━━ Supplied records ━━
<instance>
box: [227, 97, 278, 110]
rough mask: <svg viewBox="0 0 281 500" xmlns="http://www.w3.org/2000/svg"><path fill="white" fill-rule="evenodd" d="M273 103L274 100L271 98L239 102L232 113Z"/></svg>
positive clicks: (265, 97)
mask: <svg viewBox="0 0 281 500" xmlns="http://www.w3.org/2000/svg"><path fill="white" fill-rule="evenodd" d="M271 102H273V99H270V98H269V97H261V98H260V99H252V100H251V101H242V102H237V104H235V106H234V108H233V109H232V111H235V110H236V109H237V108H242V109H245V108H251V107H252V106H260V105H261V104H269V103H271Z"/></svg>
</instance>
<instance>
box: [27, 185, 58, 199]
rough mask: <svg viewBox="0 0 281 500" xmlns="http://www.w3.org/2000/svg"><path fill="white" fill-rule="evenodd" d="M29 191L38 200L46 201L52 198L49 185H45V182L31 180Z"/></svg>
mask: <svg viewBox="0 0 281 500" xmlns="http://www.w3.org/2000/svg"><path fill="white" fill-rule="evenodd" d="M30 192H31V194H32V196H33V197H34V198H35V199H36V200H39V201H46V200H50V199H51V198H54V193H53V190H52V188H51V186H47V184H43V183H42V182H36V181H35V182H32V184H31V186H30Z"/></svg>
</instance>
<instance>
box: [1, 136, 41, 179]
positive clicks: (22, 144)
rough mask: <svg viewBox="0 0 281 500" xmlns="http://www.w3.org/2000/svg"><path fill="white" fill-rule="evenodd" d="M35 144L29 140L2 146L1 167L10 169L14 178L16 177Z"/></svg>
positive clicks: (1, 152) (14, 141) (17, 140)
━━━
→ **Assignment**
All lines from the records above should be copied exactly.

→ **Output for this exercise**
<instance>
box: [227, 97, 278, 110]
rough mask: <svg viewBox="0 0 281 500" xmlns="http://www.w3.org/2000/svg"><path fill="white" fill-rule="evenodd" d="M273 103L274 100L271 98L239 102L232 113Z"/></svg>
positive clicks: (265, 97)
mask: <svg viewBox="0 0 281 500" xmlns="http://www.w3.org/2000/svg"><path fill="white" fill-rule="evenodd" d="M271 102H273V99H270V98H269V97H261V98H260V99H252V100H251V101H242V102H237V104H235V106H234V108H233V109H232V111H235V110H236V109H237V108H242V109H245V108H251V107H252V106H260V105H261V104H269V103H271Z"/></svg>
</instance>
<instance>
box: [27, 185, 58, 199]
rough mask: <svg viewBox="0 0 281 500" xmlns="http://www.w3.org/2000/svg"><path fill="white" fill-rule="evenodd" d="M29 191L38 200L46 201L52 198L49 185H45V182L31 180Z"/></svg>
mask: <svg viewBox="0 0 281 500" xmlns="http://www.w3.org/2000/svg"><path fill="white" fill-rule="evenodd" d="M30 192H31V194H32V196H33V197H34V198H35V199H36V200H39V201H46V200H50V199H51V198H54V193H53V190H52V188H51V186H47V184H43V183H42V182H36V181H35V182H32V184H31V186H30Z"/></svg>
</instance>
<instance>
box: [1, 136, 41, 179]
positive clicks: (22, 144)
rough mask: <svg viewBox="0 0 281 500" xmlns="http://www.w3.org/2000/svg"><path fill="white" fill-rule="evenodd" d="M35 144L29 140L2 146L1 167L10 169L14 178L16 177Z"/></svg>
positive clicks: (1, 152) (14, 141) (17, 140)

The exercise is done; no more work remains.